═════ Records for this task ═════

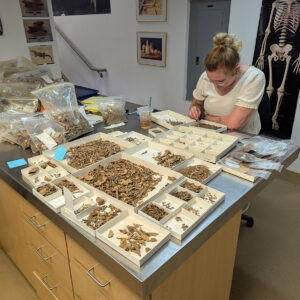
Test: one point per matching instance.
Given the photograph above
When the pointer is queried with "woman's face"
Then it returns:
(220, 79)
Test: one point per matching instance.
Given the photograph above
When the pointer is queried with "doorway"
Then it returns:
(206, 19)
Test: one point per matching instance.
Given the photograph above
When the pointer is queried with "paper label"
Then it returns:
(68, 199)
(60, 153)
(49, 131)
(47, 79)
(47, 140)
(17, 163)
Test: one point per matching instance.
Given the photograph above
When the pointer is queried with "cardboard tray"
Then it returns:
(148, 150)
(121, 222)
(162, 117)
(123, 144)
(164, 172)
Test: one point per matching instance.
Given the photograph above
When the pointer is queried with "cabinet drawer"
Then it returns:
(45, 258)
(45, 227)
(88, 275)
(48, 288)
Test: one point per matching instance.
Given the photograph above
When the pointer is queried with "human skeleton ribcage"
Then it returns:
(283, 22)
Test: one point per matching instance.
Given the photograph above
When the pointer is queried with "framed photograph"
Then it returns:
(34, 8)
(151, 10)
(37, 30)
(41, 54)
(151, 48)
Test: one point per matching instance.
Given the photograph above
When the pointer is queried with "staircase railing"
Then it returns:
(100, 71)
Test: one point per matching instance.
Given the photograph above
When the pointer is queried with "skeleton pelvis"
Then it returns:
(280, 53)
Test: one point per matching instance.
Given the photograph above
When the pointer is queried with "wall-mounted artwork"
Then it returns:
(34, 8)
(277, 55)
(151, 48)
(41, 54)
(151, 10)
(80, 7)
(1, 28)
(37, 30)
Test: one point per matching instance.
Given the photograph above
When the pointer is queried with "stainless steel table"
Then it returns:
(170, 256)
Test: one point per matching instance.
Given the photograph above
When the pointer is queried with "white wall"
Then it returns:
(109, 41)
(13, 42)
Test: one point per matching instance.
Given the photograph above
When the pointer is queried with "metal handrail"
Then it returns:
(100, 71)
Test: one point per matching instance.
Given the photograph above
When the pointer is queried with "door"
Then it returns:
(206, 19)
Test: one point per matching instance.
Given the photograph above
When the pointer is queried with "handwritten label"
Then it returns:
(17, 163)
(47, 140)
(60, 153)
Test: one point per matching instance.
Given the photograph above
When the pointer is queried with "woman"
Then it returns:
(227, 92)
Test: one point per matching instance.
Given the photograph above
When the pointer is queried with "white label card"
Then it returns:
(47, 140)
(68, 199)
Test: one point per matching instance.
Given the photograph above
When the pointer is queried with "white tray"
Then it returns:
(221, 128)
(175, 227)
(123, 145)
(129, 219)
(162, 117)
(161, 186)
(138, 138)
(147, 151)
(215, 170)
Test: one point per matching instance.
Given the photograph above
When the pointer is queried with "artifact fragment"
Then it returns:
(192, 187)
(123, 180)
(155, 212)
(169, 159)
(135, 238)
(46, 190)
(91, 152)
(183, 195)
(197, 172)
(69, 185)
(101, 215)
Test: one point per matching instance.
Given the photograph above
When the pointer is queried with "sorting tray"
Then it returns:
(175, 227)
(135, 138)
(215, 169)
(160, 187)
(149, 150)
(123, 145)
(221, 127)
(162, 118)
(155, 131)
(78, 218)
(204, 144)
(121, 222)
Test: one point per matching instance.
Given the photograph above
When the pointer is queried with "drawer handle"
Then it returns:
(46, 284)
(37, 251)
(34, 223)
(98, 282)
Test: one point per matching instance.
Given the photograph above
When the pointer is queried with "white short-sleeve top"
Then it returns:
(247, 92)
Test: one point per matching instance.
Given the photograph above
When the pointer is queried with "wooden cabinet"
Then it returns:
(88, 275)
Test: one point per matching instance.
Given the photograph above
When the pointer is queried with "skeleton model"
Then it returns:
(286, 22)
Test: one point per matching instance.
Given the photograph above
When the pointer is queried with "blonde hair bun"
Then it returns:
(223, 39)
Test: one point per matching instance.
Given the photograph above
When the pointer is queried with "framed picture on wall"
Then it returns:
(152, 48)
(151, 10)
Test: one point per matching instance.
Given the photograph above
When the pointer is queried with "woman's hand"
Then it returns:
(194, 112)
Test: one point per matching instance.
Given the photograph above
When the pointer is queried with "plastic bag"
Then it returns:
(29, 106)
(113, 111)
(45, 134)
(17, 89)
(60, 103)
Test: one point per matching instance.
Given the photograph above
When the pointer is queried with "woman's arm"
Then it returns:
(233, 121)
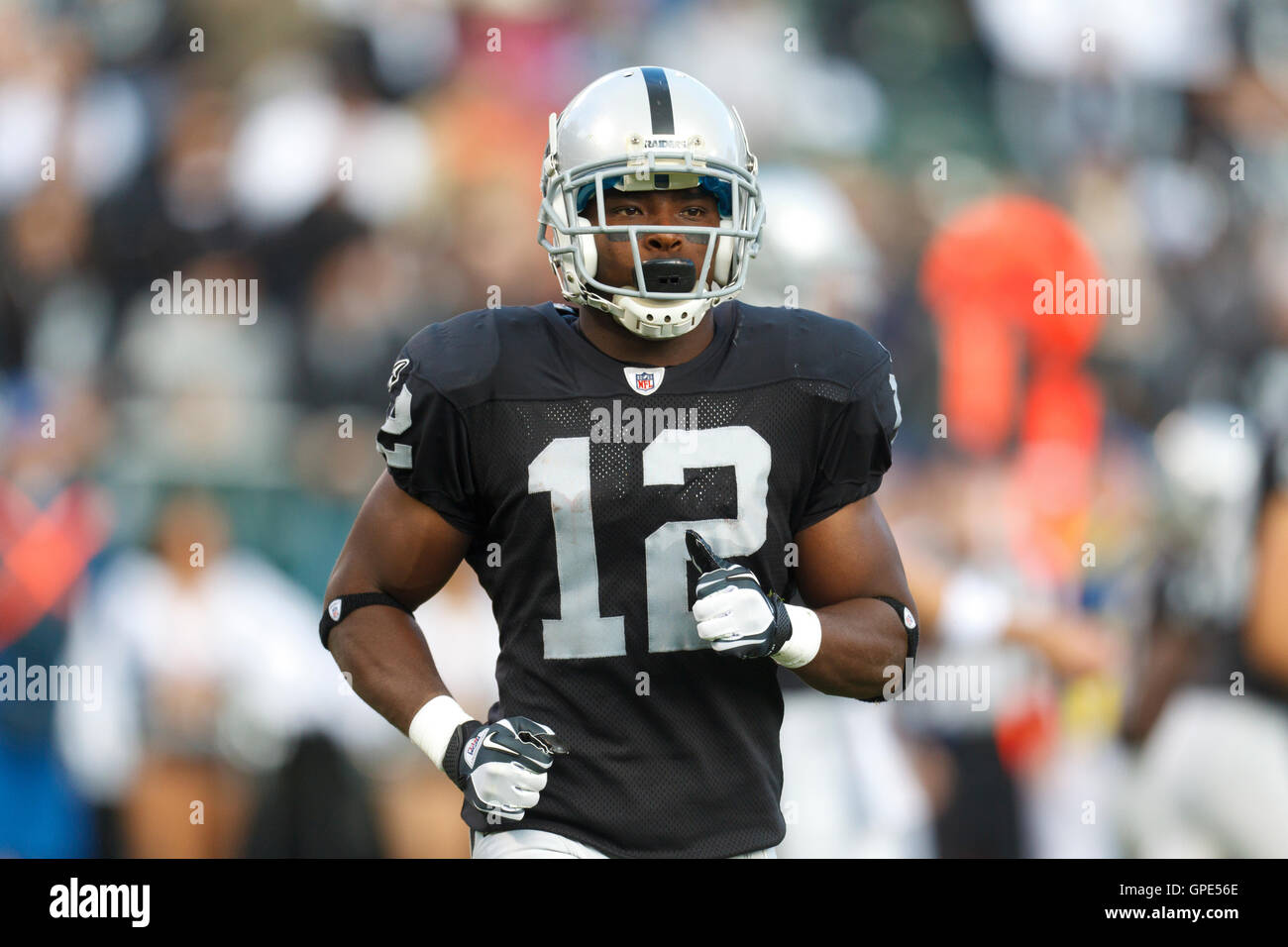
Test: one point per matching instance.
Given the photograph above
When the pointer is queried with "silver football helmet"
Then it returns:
(642, 129)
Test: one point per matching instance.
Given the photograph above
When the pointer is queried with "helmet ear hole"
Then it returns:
(589, 254)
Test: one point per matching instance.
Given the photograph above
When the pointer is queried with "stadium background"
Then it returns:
(1100, 492)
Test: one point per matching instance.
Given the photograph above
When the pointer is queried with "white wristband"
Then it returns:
(806, 638)
(434, 724)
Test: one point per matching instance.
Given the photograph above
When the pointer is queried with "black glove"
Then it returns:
(733, 612)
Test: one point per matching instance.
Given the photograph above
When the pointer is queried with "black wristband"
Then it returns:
(339, 608)
(452, 757)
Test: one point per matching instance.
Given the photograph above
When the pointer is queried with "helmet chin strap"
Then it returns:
(656, 318)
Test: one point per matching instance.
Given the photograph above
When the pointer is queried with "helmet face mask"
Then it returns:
(609, 137)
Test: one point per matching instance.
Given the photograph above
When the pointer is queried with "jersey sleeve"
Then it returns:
(425, 444)
(854, 450)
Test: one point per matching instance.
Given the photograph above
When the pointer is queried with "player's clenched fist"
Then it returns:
(501, 767)
(732, 611)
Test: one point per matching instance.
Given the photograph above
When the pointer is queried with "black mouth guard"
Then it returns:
(670, 275)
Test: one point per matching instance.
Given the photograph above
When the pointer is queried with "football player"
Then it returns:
(642, 478)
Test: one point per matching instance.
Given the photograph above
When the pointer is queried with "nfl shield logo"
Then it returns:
(643, 380)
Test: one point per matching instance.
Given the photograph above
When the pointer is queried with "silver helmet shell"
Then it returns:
(648, 128)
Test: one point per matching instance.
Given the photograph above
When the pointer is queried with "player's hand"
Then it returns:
(501, 767)
(733, 612)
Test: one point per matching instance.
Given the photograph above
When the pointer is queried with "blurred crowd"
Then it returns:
(1095, 510)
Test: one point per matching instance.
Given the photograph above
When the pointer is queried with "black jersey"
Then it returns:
(576, 476)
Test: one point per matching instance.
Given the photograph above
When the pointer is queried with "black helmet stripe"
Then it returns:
(658, 101)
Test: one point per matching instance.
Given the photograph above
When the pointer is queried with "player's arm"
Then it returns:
(404, 549)
(858, 626)
(851, 578)
(859, 621)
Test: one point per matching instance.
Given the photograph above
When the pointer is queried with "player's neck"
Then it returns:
(617, 342)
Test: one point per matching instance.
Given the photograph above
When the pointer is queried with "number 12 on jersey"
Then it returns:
(563, 471)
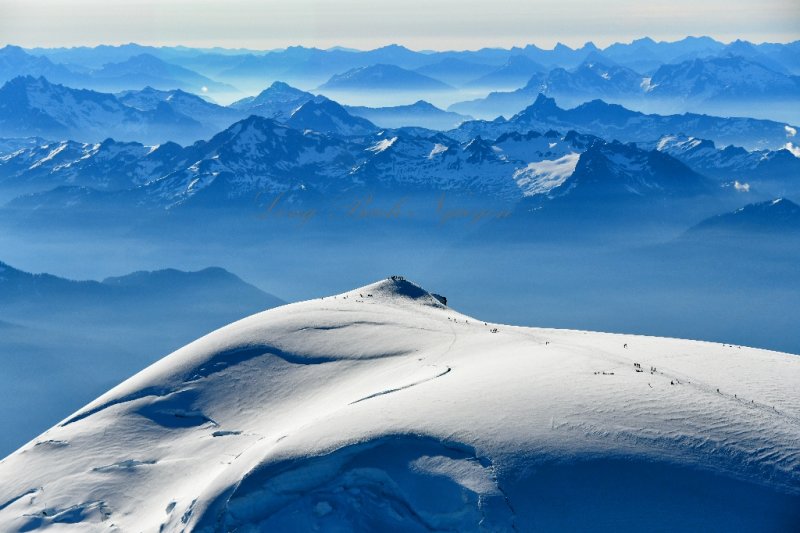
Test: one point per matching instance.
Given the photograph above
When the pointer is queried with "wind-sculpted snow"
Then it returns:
(383, 409)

═════

» Task description
Print every entry above again without changing a word, and omit the pictures.

» Correct result
Test: one point per matching instance.
Given the photograph above
When the pointer is queried with "woman's face"
Then it returns:
(220, 79)
Test: one point per matching instance.
Given the photograph above
When the pointer is queried with "doorway"
Then it returns:
(206, 19)
Test: one point per matching instance.
Given the photograph above
When the pointer is queried with "paper label"
Then it returns:
(68, 199)
(60, 153)
(49, 131)
(47, 79)
(47, 140)
(17, 163)
Test: one point per matching instance.
Given the photograph above
When the pointer is queried with "cardboard tray"
Then it returns:
(148, 150)
(121, 222)
(162, 117)
(123, 144)
(164, 172)
Test: one point per matching instance.
Given the photograph above
When the pointer is queried with "cabinet drawer"
Then it returns:
(45, 258)
(45, 227)
(88, 275)
(48, 288)
Test: one point per matching instance.
Given the photograph above
When the pointer is queried with "human skeleton ribcage"
Then it returns:
(283, 22)
Test: one point per matching instance.
Given the photograph above
When the pointer is queried with "framed photograph"
Then it returns:
(34, 8)
(151, 10)
(37, 30)
(41, 54)
(151, 48)
Test: one point per matching instance.
Given the photograph above
When the pointer is queried with "staircase railing"
Then it returns:
(100, 71)
Test: one point per matching instance.
Given the photograph above
When the pointer is queried with "skeleton pelvis"
Then it returns:
(280, 53)
Test: one point per matching instance.
Given the photograph above
When the pointer is queried with "wall-mounted artwork"
Then it returns:
(34, 8)
(277, 55)
(151, 48)
(41, 54)
(151, 10)
(80, 7)
(1, 28)
(37, 30)
Test: one point per matching instance.
Given the photograph above
When the pointer is queried with "stainless steel table"
Then it returns:
(170, 256)
Test: one point per matching instance.
Given the photograph above
When the pointer is queried with "white wall"
Then it returns:
(109, 41)
(13, 42)
Test: one point per matching instance.
Given the photograph above
When the pointer is queried with "metal handrail"
Then it returns:
(100, 71)
Test: one point per matching instance.
Given the photograph above
When the pointer is queried with "door"
Then it returns:
(206, 19)
Test: one point per matching instance.
Given the photograph above
When the pointer is queried with "handwritten label"
Then it returns:
(17, 163)
(47, 140)
(60, 153)
Test: one point per matching instance.
Given the photograph above
When the pointer is queried with "woman"
Then it returns:
(227, 92)
Test: one point per matching instance.
Given the photograph above
When the pointer is queried with "white label card"
Then it returns:
(47, 140)
(68, 199)
Test: one point per matching instance.
Given the photograph above
When the pointer is queried with "white tray"
Then it returns:
(221, 128)
(175, 227)
(123, 145)
(129, 219)
(162, 117)
(161, 186)
(138, 138)
(147, 151)
(215, 170)
Test: one point per matching instance.
Given the photograph above
When the pointer is queried with "artifact fragment"
Then it returns:
(192, 187)
(123, 180)
(155, 212)
(169, 159)
(135, 238)
(46, 190)
(91, 152)
(183, 195)
(197, 172)
(69, 185)
(101, 215)
Test: one point per matching instance.
Given the photograph above
When the pointer is queried with "sorting tray"
Then it returns:
(175, 227)
(135, 138)
(215, 169)
(160, 187)
(149, 150)
(123, 145)
(221, 127)
(162, 118)
(155, 131)
(78, 218)
(204, 144)
(121, 222)
Test: one point per matching instance.
Given the photograph above
When the pointer is queried with "drawer handle"
Then it returns:
(46, 284)
(37, 251)
(34, 223)
(98, 282)
Test: one point per matching instance.
Given the photograph above
When the pointer is queried with "white short-sleeve top"
Then it returns:
(247, 92)
Test: one point per matching instance.
Given the photograph above
When the pointer is queried with "wooden cabinet"
Then it returns:
(88, 275)
Test: one point per matching instance.
Given the photograph above
When the pointer is queried with "skeleton model"
Then it returns:
(286, 22)
Test: one point per matching instance.
Given the photograph above
When the pointer is queried with "blonde hair bun"
Then it returns:
(223, 39)
Test: one point per matching instance.
Given the photograph above
When the pointer is queried with "framed picture on wall"
Then it returns:
(152, 48)
(151, 10)
Test: one point per matching instance.
Given the photograph above
When the pointer is queried with "woman's hand"
Then it returns:
(194, 112)
Test: one point per matching instance.
Given the photograph above
When the pointer is queried with "plastic bag"
Then it returns:
(29, 106)
(113, 111)
(45, 134)
(17, 89)
(60, 103)
Test: one point per matching instance.
Given the photograph above
When the pointer is queried with "woman's arm"
Then it returns:
(233, 121)
Test: one point per matching instance.
Given the photograph above
When the pointer is queried with "silver football helmet"
Then it returns:
(642, 129)
Test: one point per matching instance.
Given the photograph above
When the pointer is queried with "helmet ear hole"
Then it returns:
(589, 254)
Test: one point per matching instance.
Given the photograph above
When the pointer is queried with "stadium background"
Then it returns:
(1100, 492)
Test: one point per matching instance.
Given the photograph above
When the pointer is queried with "white wristband"
Then it returns:
(806, 638)
(434, 724)
Test: one point per matching instance.
Given the photograph above
When the pointer is queried with "black glove"
Then it returns:
(733, 612)
Test: one point per matching instance.
Given the photograph above
When the pointer is queried with "black wristband"
Then it returns:
(339, 608)
(452, 757)
Test: one point per matching instance.
Given the photograph above
When the pointer is queried with "helmet chin strap"
Then it returns:
(656, 318)
Test: one point per matching instance.
Given the photograph above
When the pointer is queried with "helmet face mask"
Then it returns:
(609, 137)
Test: one point per matching instance.
Given the photograph above
When the pointer is queried with "jersey sleeve"
Then it returns:
(425, 444)
(854, 450)
Test: one point per matching instance.
Given the photograph above
When the pointer is queried with "player's clenched fist"
Then it returns:
(501, 767)
(732, 611)
Test: one point per matching instance.
Given the photograph above
When the pointer is queried with "black mouth guard"
Then it returns:
(670, 275)
Test: one point per matching instance.
Given the photograph above
When the pointer is queried with "football player"
Then it returns:
(642, 478)
Test: one point per matching instance.
Given the photograph above
When the pointer is queried with "nfl shield logo"
Then it returns:
(643, 380)
Test: one point per matching instance.
Given the photograph above
When the pointer is queried with "silver helmet shell"
Then it returns:
(648, 128)
Test: one point per matching instance.
Given the photograph above
When the pointer is queried with "player's hand"
Then it returns:
(501, 767)
(733, 612)
Test: one point per matching instance.
Given the photograph above
When the pointer is queried with "blurred crowd"
Then it returns:
(1095, 510)
Test: one point per matching instance.
Given the photograph above
When the pointer is queried with "black jersey"
Then it returns:
(576, 476)
Test: one point per matching instance.
Given the photograph above
When the pointer is queried with "black helmet stripe"
Then it returns:
(658, 101)
Test: one point per matching instance.
Given the photograph above
When the pointer is queried with "player's arm"
Then it returns:
(404, 549)
(858, 626)
(851, 578)
(859, 621)
Test: one point per matching instance.
Given the photograph above
When the pointer is queried with "player's neck"
Then it returns:
(617, 342)
Test: one point per matching instance.
Given the photograph above
When the pointer is queried with "number 12 on jersey"
Then it returns:
(563, 471)
Test: one point per matching instance.
Given the photograph above
When the pointer is queried with "wind-sculpted snow"
Then it returns:
(383, 409)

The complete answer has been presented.